[EXTRAIT DE PAGE]
================

Article 11 - Après avoir fixé les dépenses des départements, on procèdera à constituer la dette nationale. La somme de tous les objets réunis formera celles de la dépense, à laquelle il faudra égaler la recette. On mettra d'abord au premier article de celle-ci les produits des domaines du Roi, on examinera scrupuleusement à combien ils s'élèvent, et si on ne peut pas raisonnablement en espérer de l'augmentation. Il paraît assez généralement reconnu que la vente de plusieurs de ces domaines serait très avantageuse. Les députés s'en assureront, et pourront concourir avec le Roi pour en ordonner la vente, mais à condition que les objets seront divisés en petites parties autant qu'il sera possible et qui seront vendus aux enchères, sans aucun denier d'entrée, moyennant une vente en grains payable en argent, suivant les prix des marchés qui seront indiqués.
Article 12 - Ensuite les députés s'occuperont des impôts et, pour éviter toute difficulté de la part de la noblesse et du clergé et des provinces qui jouissent de quelques privilèges, ils demanderont que tous les impôts actuellement établis, sous quelque dénomination que ce soit, soient abolis, et regardés comme non avenus, pour être recréés sous la meilleure forme possible, de manière que les charges publiques soient générales et également réparties, sans distinction d'état, de personne et de province. Ils s'opposeront, à ce que le clergé ait la distinction de se répartir ses contributions; plusieurs raisons s'y opposent, qui ne peuvent être actuellement énumérées à cause de leur longueur.

================

[LIGNES ENREGISTRÉES]

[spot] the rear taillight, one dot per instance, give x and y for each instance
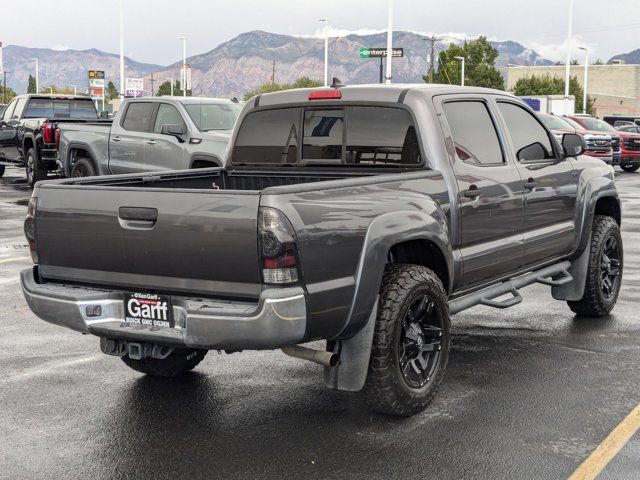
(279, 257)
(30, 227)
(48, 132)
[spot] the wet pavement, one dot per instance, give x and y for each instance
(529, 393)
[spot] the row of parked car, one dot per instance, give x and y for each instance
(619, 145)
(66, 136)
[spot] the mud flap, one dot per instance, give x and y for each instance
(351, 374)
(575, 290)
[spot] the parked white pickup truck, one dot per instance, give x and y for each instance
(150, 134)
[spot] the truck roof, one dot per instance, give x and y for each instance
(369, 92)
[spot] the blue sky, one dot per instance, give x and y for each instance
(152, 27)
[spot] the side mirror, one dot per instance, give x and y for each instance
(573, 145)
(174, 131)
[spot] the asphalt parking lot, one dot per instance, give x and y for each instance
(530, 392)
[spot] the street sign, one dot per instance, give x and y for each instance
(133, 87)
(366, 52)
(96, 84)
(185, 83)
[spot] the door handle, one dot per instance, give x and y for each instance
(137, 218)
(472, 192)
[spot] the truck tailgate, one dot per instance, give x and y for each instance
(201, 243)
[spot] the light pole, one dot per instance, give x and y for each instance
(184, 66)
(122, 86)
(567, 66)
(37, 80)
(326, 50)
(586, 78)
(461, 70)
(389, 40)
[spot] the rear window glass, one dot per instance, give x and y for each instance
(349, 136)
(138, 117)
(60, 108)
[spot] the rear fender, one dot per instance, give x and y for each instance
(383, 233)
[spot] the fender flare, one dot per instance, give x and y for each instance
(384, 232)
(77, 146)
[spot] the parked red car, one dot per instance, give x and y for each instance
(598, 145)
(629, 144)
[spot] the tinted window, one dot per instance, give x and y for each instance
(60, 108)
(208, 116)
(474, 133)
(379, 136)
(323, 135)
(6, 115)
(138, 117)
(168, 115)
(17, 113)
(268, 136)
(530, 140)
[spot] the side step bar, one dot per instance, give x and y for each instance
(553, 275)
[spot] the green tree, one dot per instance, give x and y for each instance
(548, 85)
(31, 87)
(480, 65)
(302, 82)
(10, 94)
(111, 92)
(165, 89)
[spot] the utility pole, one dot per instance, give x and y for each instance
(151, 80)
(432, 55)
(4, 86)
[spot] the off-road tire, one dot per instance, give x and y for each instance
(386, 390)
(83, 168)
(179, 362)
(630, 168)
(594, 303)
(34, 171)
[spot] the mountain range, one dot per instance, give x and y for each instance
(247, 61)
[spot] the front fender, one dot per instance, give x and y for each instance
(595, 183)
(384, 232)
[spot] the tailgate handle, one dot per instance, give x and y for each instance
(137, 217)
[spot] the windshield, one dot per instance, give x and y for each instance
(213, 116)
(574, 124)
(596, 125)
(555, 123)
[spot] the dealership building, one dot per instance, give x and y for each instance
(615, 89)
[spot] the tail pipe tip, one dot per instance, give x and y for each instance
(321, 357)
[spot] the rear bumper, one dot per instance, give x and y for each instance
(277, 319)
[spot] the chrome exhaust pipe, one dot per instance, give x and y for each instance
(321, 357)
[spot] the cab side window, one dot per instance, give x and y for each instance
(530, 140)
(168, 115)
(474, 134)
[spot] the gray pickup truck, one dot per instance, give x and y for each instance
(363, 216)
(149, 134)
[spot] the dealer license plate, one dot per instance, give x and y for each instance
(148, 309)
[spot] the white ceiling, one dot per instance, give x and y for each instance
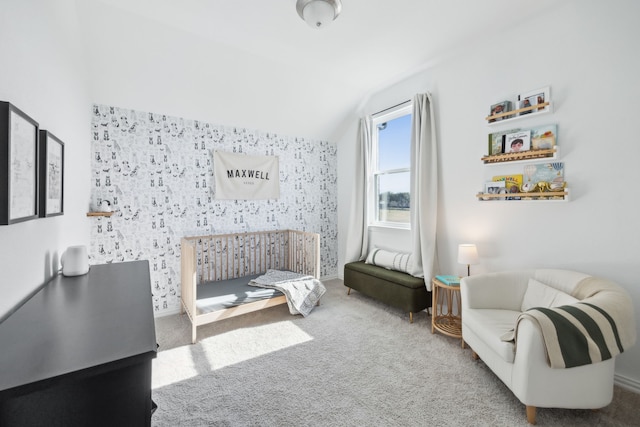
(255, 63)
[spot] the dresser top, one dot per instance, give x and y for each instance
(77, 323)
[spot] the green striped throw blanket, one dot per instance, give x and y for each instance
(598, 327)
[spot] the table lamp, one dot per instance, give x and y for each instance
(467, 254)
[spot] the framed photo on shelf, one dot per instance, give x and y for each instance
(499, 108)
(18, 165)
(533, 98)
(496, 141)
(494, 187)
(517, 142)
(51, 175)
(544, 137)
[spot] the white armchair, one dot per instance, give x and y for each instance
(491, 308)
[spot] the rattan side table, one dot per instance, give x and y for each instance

================

[CONSIGNE BRÈVE A] Dans l'extrait sur les articles 11 et 12, énumérez, s'il vous plaît, toutes les parties dont l'article 12 cherche à éviter les difficultés.
[CONSIGNE BRÈVE B] Recopiez à l'identique le passage de l'extrait sur les articles 11 et 12 qui va de "Article 12 - Ensuite" jusqu'à "de leur longueur." inclus.
[CONSIGNE BRÈVE C] Poursuivez l'extrait sur les articles 11 et 12 à partir de l'endroit où il s'arrête.
La liste n'a aucun rôle ici.

[RÉPONSE RÉDIGÉE A] La noblesse ; le clergé ; les provinces qui jouissent de quelques privilèges.

[RÉPONSE RÉDIGÉE B]
Article 12 - Ensuite les députés s'occuperont des impôts et, pour éviter toute difficulté de la part de la noblesse et du clergé et des provinces qui jouissent de quelques privilèges, ils demanderont que tous les impôts actuellement établis, sous quelque dénomination que ce soit, soient abolis, et regardés comme non avenus, pour être recréés sous la meilleure forme possible, de manière que les charges publiques soient générales et également réparties, sans distinction d'état, de personne et de province. Ils s'opposeront, à ce que le clergé ait la distinction de se répartir ses contributions; plusieurs raisons s'y opposent, qui ne peuvent être actuellement énumérées à cause de leur longueur.

[RÉPONSE RÉDIGÉE C]
Article 13 - Les députés auront soin de s'opposer jusqu'à ce qu'ils l'aient obtenu aux impositions de la taille, de la gabelle, du tabac et des aides, ainsi que de la marque des fers et des cuirs, comme nuisible à l'agriculture, aux fabriques, et au commerce et produisant plus aux traitants qu'à Sa Majesté. Ils demanderont que l'impôt du contrôle, s'il est adopté, soit fixé d'une manière moins arbitraire, et qu'il ne puisse pas être un instrument de vexation. Ils demanderont aussi avec instance que les traites intérieures soient supprimées, et qu'elles soient portées aux frontières du royaume.
Article 14 - Ils pourront établir une augmentation sur les droits de traites, et sur le port des lettres.
Article 15 - L'impôt territorial, c'est-à-dire une taxe égale, rigoureusement répartie sur les terres, les loyers des maisons et les rentes sur l'État, paràlt être un des plus justes, et dont la perception est la moins coûteuse, et à cet égard, les députés insisteront sur la justice qu'il y a à soumettre à la contribution de plusieurs vingtièmes les rentes qui n'y sont pas sujettes. Ils demanderont qu'il soit mis sur le luxe tous les impôts qu'il sera possible, sans nuire aux manufactures, et qu'il soit établi une espèce de capitation, dont personne ne puisse être exempt, et qui soit payée, soit suivant l'état, soit suivant la fortune. Au reste les députés auront le pouvoir de choisir de concert avec ceux de la nation réunis les impôts qui seront jugés le plus convenables.
Article 16 - Enfin, les députés ayant établi les impôts, ne les accorderont que sous la condition qu'ils ne pourront être levés qu'une année ou deux au plus, suivant qu'ils auront fixé avec le Roi le retour périodique des États Généraux.
Article 17 - Les députés demanderont l'abolition de la vénalité de tous les offices, comme absolument onéreux à l'État, à l'exception de ceux domaniaux qui sont immeubles.
Article 18 - Les députés réclameront contre l'usage qui s'est établi, de ne plus recevoir dans les corps militaires que des nobles de quatre générations.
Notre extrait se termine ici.